(Entries from a pointing dataset)
%%
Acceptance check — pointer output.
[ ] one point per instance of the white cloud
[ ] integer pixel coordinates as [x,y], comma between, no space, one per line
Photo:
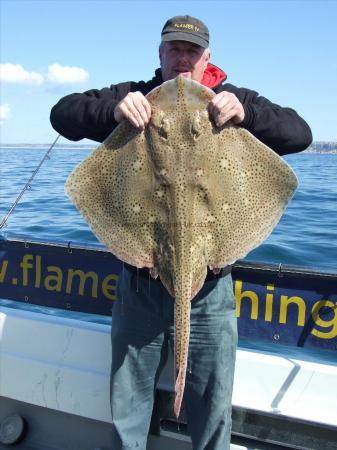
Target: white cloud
[15,73]
[66,75]
[5,112]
%%
Work to complete: Rewrite every line of the material above as a numbered list, skipping any blank lines. Leave the pictures out of your answer.

Final result:
1. Acceptance check — pointer output.
2. [ ] one point per instance of the white cloud
3. [ ] integer pixel coordinates as [x,y], comma between, no space, one per line
4. Photo:
5. Target: white cloud
6. [15,73]
7. [66,75]
8. [5,112]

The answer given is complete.